-- Begin EXTRACT --

Re: [PATCH 1/1] IOMMU: Save pci device id instead of pci_dev*pointer for DMAR devices

From: Bjorn Helgaas
Date: Thu Nov 07 2013 - 13:07:32 EST


On Tue, Nov 05, 2013 at 04:24:58PM +0800, Yijing Wang wrote:
> Currently, DMAR driver save target pci devices pointers for drhd/rmrr/atsr
> in (pci_dev *) array. This is not safe, because pci devices maybe
> hot added or removed during system running. They will have new pci_dev *
> pointer. So if there have two IOMMUs or more in system, these devices
> will find a wrong drhd during DMA mapping. And DMAR faults will occur.
> This patch save pci device id insted of (pci_dev *) to fix this issue,
> Because DMAR table just provide pci device id under a specific IOMMU,
> so there is no reason to bind IOMMU with the (pci_dev *). Other, here
> use list to manage devices' id for IOMMU, we can easily use list helper
> to manage device id.
>
> after remove and rescan a pci device
> [ 611.857095] dmar: DRHD: handling fault status reg 2
> [ 611.857109] dmar: DMAR:[DMA Read] Request device [86:00.3] fault addr ffff7000
> [ 611.857109] DMAR:[fault reason 02] Present bit in context entry is clear
> [ 611.857524] dmar: DRHD: handling fault status reg 102
> [ 611.857534] dmar: DMAR:[DMA Read] Request device [86:00.3] fault addr ffff6000
> [ 611.857534] DMAR:[fault reason 02] Present bit in context entry is clear
> [ 611.857936] dmar: DRHD: handling fault status reg 202
> [ 611.857947] dmar: DMAR:[DMA Read] Request device [86:00.3] fault addr ffff5000
> [ 611.857947] DMAR:[fault reason 02] Present bit in context entry is clear
> [ 611.858351] dmar: DRHD: handling fault status reg 302
> [ 611.858362] dmar: DMAR:[DMA Read] Request device [86:00.3] fault addr ffff4000
> [ 611.858362] DMAR:[fault reason 02] Present bit in context entry is clear
> [ 611.860819] IPv6: ADDRCONF(NETDEV_UP): eth3: link is not ready
> [ 611.860983] dmar: DRHD: handling fault status reg 402
> [ 611.860995] dmar: INTR-REMAP: Request device [[86:00.3] fault index a4
> [ 611.860995] INTR-REMAP:[fault reason 34] Present field in the IRTE entry is clear
>
> Signed-off-by: Yijing Wang <wangyijing@xxxxxxxxxx>
> ---
> drivers/iommu/dmar.c | 93 +++++++++++++-------------
> drivers/iommu/intel-iommu.c | 155 ++++++++++++++++++++++++++++---------------
> include/linux/dmar.h | 20 ++++--
> 3 files changed, 159 insertions(+), 109 deletions(-)

-- End EXTRACT --
-- Begin PROVIDED MATERIAL --

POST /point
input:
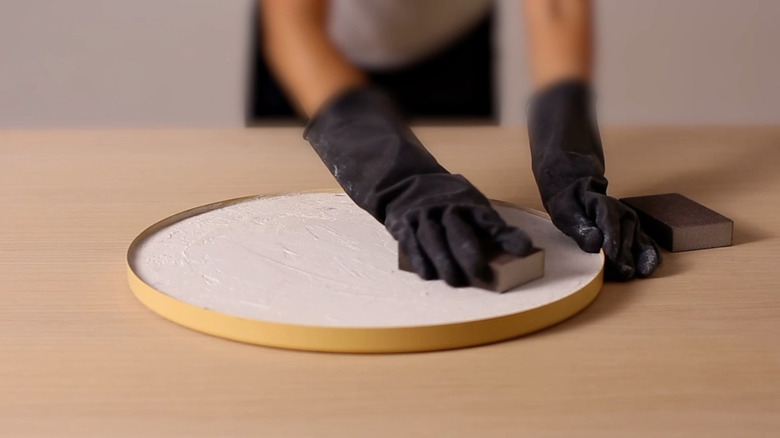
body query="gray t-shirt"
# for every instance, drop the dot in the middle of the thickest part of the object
(385, 34)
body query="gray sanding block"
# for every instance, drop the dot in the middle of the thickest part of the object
(678, 223)
(509, 271)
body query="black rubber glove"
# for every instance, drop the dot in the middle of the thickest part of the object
(568, 164)
(444, 225)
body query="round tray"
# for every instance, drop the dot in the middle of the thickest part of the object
(339, 290)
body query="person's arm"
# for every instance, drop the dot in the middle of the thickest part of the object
(303, 59)
(559, 40)
(566, 152)
(444, 225)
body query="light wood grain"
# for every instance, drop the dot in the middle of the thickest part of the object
(693, 351)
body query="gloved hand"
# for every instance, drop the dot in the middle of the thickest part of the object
(444, 225)
(568, 165)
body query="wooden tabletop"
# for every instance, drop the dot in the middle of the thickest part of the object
(692, 351)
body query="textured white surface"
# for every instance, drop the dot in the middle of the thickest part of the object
(317, 259)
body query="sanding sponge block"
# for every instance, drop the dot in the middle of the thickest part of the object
(678, 223)
(509, 271)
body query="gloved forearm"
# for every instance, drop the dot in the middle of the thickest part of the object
(445, 226)
(369, 149)
(568, 165)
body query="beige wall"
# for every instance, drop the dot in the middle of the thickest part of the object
(670, 62)
(183, 62)
(123, 62)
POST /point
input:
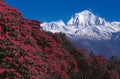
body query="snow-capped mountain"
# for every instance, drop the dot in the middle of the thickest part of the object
(89, 31)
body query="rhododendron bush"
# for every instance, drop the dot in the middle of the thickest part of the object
(27, 52)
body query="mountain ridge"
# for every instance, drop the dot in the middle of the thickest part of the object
(86, 30)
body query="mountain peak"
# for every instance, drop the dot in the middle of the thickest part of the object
(85, 18)
(86, 12)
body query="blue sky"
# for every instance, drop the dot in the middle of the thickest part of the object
(53, 10)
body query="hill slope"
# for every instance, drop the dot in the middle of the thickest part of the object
(86, 30)
(26, 52)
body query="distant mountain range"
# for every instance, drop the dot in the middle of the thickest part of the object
(86, 30)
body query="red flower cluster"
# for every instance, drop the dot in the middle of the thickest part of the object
(26, 52)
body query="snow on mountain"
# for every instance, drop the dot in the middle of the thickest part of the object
(54, 26)
(86, 26)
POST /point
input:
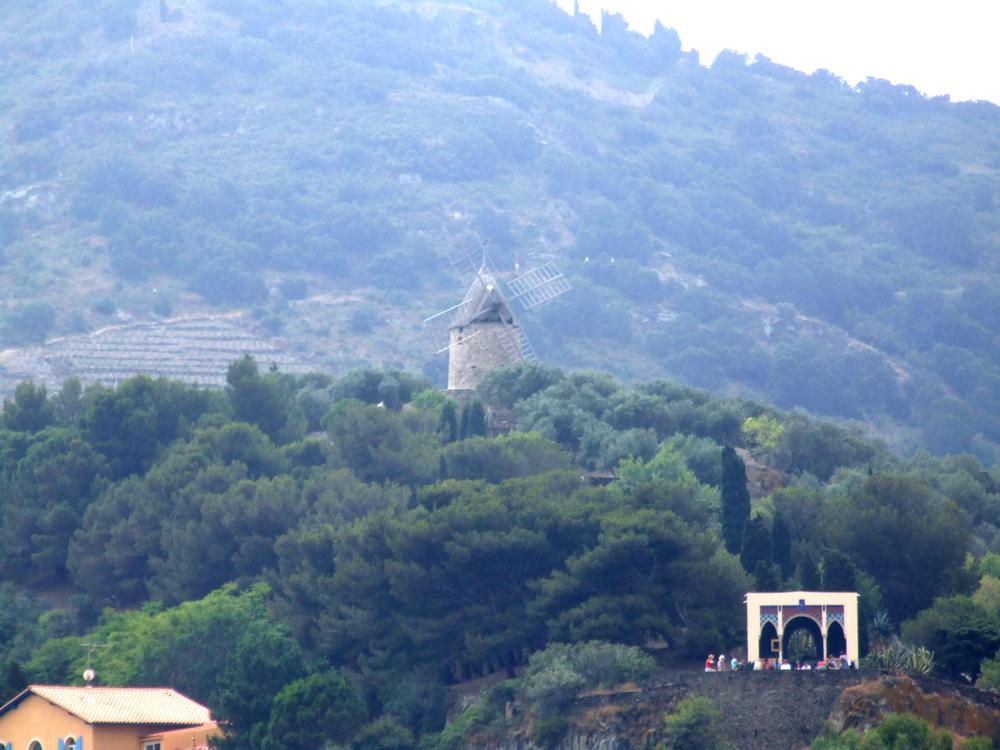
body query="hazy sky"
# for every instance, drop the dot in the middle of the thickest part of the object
(939, 47)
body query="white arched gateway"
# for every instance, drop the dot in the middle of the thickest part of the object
(831, 618)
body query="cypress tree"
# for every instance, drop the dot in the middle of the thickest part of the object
(463, 426)
(448, 427)
(809, 573)
(477, 420)
(756, 544)
(735, 500)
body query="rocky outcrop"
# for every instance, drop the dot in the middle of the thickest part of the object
(963, 711)
(763, 710)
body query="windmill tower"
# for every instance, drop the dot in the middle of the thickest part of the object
(483, 332)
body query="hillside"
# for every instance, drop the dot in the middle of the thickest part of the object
(743, 227)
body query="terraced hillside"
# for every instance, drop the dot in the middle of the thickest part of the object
(193, 350)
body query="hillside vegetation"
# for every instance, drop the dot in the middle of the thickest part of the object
(296, 548)
(743, 227)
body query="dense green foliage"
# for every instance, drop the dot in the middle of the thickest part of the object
(898, 732)
(353, 579)
(742, 226)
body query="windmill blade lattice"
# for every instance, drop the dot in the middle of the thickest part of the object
(538, 286)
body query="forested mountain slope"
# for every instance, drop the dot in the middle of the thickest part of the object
(744, 227)
(293, 548)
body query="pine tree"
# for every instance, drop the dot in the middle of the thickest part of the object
(448, 426)
(839, 573)
(735, 500)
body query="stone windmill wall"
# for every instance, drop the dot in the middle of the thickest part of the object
(480, 336)
(476, 350)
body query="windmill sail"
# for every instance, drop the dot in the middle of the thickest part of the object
(483, 334)
(538, 286)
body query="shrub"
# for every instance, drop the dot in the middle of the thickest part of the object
(554, 676)
(549, 731)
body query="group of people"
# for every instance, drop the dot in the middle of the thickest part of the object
(721, 664)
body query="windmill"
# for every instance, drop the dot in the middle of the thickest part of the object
(482, 333)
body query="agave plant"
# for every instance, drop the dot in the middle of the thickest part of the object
(881, 629)
(920, 660)
(898, 657)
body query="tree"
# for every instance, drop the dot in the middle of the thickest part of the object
(264, 660)
(763, 434)
(473, 421)
(838, 572)
(50, 487)
(735, 500)
(313, 710)
(264, 400)
(30, 411)
(448, 427)
(912, 541)
(384, 733)
(959, 632)
(756, 545)
(781, 545)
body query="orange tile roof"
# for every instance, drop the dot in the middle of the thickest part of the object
(106, 705)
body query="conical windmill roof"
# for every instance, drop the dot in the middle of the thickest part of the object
(485, 303)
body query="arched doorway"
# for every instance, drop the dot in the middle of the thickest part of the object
(836, 642)
(808, 646)
(768, 636)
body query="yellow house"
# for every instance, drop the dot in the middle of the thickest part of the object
(50, 717)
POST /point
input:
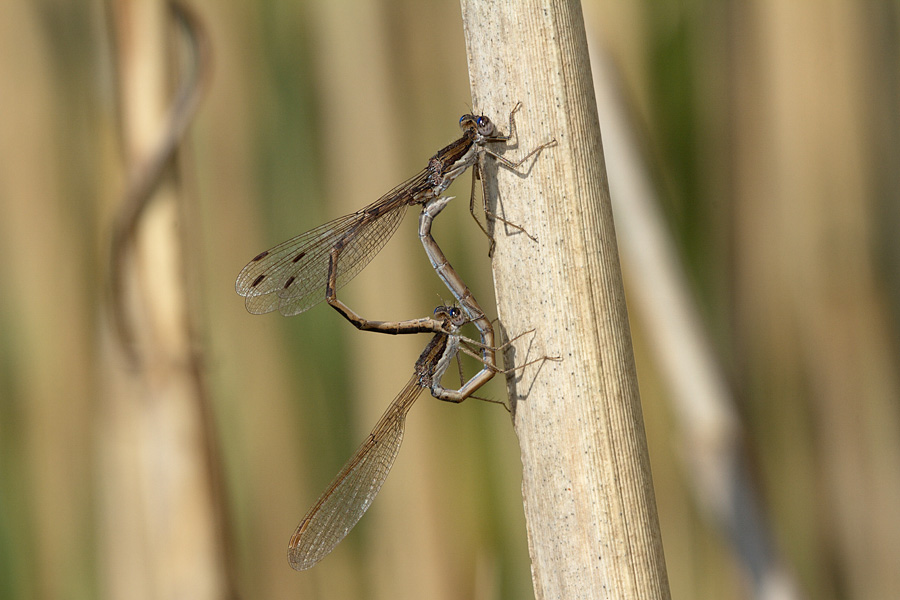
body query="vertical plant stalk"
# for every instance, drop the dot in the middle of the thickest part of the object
(593, 530)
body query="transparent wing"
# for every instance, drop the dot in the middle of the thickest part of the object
(291, 277)
(348, 497)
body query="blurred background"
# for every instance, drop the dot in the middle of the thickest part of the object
(770, 134)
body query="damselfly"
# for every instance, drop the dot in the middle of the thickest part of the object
(352, 491)
(291, 277)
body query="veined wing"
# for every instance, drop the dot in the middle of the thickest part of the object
(348, 497)
(291, 277)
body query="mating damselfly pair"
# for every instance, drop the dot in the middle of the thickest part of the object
(301, 272)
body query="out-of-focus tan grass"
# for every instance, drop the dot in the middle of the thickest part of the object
(775, 135)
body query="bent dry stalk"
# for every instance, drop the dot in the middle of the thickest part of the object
(291, 276)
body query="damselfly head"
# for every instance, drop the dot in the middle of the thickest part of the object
(452, 314)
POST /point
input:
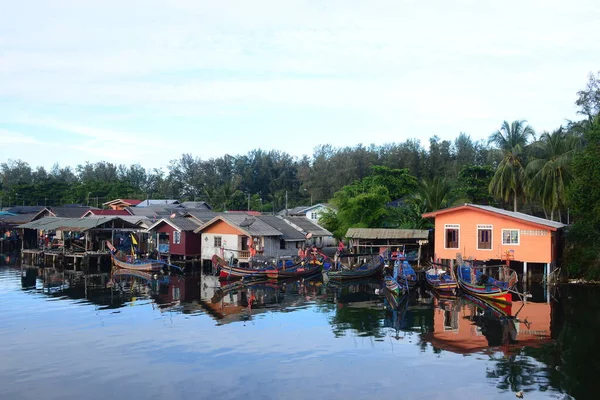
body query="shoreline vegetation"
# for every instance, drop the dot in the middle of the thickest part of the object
(555, 175)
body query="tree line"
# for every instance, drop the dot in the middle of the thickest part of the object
(552, 174)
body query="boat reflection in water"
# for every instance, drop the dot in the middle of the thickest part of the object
(241, 300)
(468, 324)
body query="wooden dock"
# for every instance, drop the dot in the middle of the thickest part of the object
(80, 261)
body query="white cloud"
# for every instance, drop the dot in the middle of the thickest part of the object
(435, 67)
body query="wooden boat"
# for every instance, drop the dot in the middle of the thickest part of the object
(477, 282)
(342, 272)
(406, 274)
(307, 267)
(228, 271)
(302, 270)
(441, 281)
(392, 285)
(139, 264)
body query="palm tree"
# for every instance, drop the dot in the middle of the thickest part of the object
(549, 170)
(511, 139)
(435, 194)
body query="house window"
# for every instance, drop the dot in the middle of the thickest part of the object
(484, 237)
(451, 234)
(510, 236)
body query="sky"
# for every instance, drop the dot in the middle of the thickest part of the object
(146, 81)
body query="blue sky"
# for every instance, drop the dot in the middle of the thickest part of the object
(145, 81)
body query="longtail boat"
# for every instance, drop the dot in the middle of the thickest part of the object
(477, 281)
(406, 274)
(229, 271)
(441, 281)
(302, 270)
(342, 272)
(138, 264)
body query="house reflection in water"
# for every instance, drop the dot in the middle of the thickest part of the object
(468, 324)
(237, 301)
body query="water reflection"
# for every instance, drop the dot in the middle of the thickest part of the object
(468, 324)
(532, 347)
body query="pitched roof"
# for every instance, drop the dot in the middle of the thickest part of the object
(132, 202)
(107, 212)
(199, 205)
(290, 233)
(78, 224)
(249, 224)
(552, 225)
(69, 212)
(201, 216)
(17, 219)
(307, 226)
(380, 233)
(25, 209)
(156, 202)
(179, 223)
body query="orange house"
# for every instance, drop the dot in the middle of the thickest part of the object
(488, 233)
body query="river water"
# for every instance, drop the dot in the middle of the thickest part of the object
(139, 336)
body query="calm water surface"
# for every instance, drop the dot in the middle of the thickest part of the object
(145, 337)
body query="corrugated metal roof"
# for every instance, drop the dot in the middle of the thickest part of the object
(201, 215)
(179, 223)
(290, 234)
(163, 202)
(511, 214)
(521, 216)
(69, 212)
(308, 226)
(255, 226)
(75, 224)
(380, 233)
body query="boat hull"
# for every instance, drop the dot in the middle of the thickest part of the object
(353, 274)
(298, 272)
(148, 266)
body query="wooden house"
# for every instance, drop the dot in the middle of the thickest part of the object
(492, 234)
(237, 235)
(103, 213)
(312, 213)
(175, 236)
(379, 240)
(315, 234)
(120, 204)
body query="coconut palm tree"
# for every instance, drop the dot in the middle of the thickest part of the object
(435, 194)
(549, 170)
(512, 140)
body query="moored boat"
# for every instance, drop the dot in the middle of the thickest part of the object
(478, 281)
(440, 280)
(406, 274)
(138, 264)
(301, 270)
(342, 272)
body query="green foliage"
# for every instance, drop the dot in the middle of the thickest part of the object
(583, 257)
(549, 170)
(398, 182)
(508, 181)
(435, 194)
(473, 183)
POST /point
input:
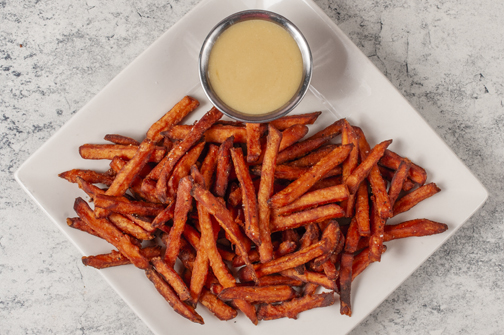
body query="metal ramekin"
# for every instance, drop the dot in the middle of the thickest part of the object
(255, 15)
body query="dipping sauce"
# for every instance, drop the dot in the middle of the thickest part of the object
(255, 67)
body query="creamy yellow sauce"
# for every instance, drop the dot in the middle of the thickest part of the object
(255, 67)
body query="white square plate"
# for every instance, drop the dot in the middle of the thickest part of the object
(345, 84)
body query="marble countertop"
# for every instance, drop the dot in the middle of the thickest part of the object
(56, 55)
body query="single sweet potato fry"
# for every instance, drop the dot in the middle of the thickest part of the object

-- End PROVIDED MATERIAL --

EXERCISE INSTRUCTIONS =>
(1) List every file that the diffstat at the end of the IOMMU patch reply shows as changed.
(2) Based on the IOMMU patch reply, why is it unsafe for the DMAR driver to keep pci_dev pointers in an array?
(3) Carry the IOMMU patch reply forward from the point where it stops.

EXERCISE ANSWERS =>
(1)
drivers/iommu/dmar.c
drivers/iommu/intel-iommu.c
include/linux/dmar.h

(2) PCI devices may be hot added or removed while the system is running, and when that happens they get new pci_dev pointers. On a system with two or more IOMMUs, those devices can then find the wrong drhd during DMA mapping, which causes DMAR faults.

(3)
>
> diff --git a/drivers/iommu/dmar.c b/drivers/iommu/dmar.c
> index 785675a..9aa65a3 100644
> --- a/drivers/iommu/dmar.c
> +++ b/drivers/iommu/dmar.c
> @@ -65,12 +65,13 @@ static void __init dmar_register_drhd_unit(struct dmar_drhd_unit *drhd)
> }
>
> static int __init dmar_parse_one_dev_scope(struct acpi_dmar_device_scope *scope,
> - struct pci_dev **dev, u16 segment)
> + u16 segment, struct list_head *head)
> {
> struct pci_bus *bus;
> struct pci_dev *pdev = NULL;
> struct acpi_dmar_pci_path *path;
> int count;
> + struct dmar_device *dmar_dev;
>
> bus = pci_find_bus(segment, scope->bus);
> path = (struct acpi_dmar_pci_path *)(scope + 1);
> @@ -100,7 +101,6 @@ static int __init dmar_parse_one_dev_scope(struct acpi_dmar_device_scope *scope,
> if (!pdev) {
> pr_warn("Device scope device [%04x:%02x:%02x.%02x] not found\n",
> segment, scope->bus, path->dev, path->fn);
> - *dev = NULL;
> return 0;
> }
> if ((scope->entry_type == ACPI_DMAR_SCOPE_TYPE_ENDPOINT && \
> @@ -111,54 +111,39 @@ static int __init dmar_parse_one_dev_scope(struct acpi_dmar_device_scope *scope,
> pci_name(pdev));
> return -EINVAL;
> }
> - *dev = pdev;
> +
> + dmar_dev = kzalloc(sizeof(struct dmar_device), GFP_KERNEL);
> + if (!dmar_dev) {
> + pci_dev_put(pdev);
> + return -ENOMEM;
> + }
> +
> + dmar_dev->segment = segment;
> + dmar_dev->bus = pdev->bus->number;
> + dmar_dev->devfn = pdev->devfn;
> + list_add_tail(&dmar_dev->list, head);
> +
> + pci_dev_put(pdev);
> return 0;
> }
>
> -int __init dmar_parse_dev_scope(void *start, void *end, int *cnt,
> - struct pci_dev ***devices, u16 segment)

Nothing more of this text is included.